(WHAT YOU SHOULD DO)
From the first line to the last, retype the records exactly and skip the pictures.

# # # # # # #

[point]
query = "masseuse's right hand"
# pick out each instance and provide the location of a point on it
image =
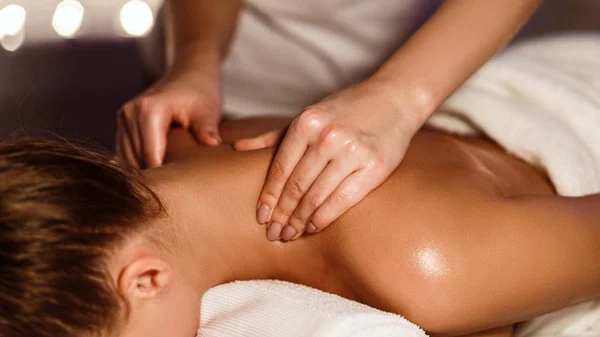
(188, 97)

# # # # # # #

(SOLUTION FOR THIS PROBLEM)
[point]
query = "masseuse's right hand"
# pick out each instance and provide the location of a point on it
image =
(188, 97)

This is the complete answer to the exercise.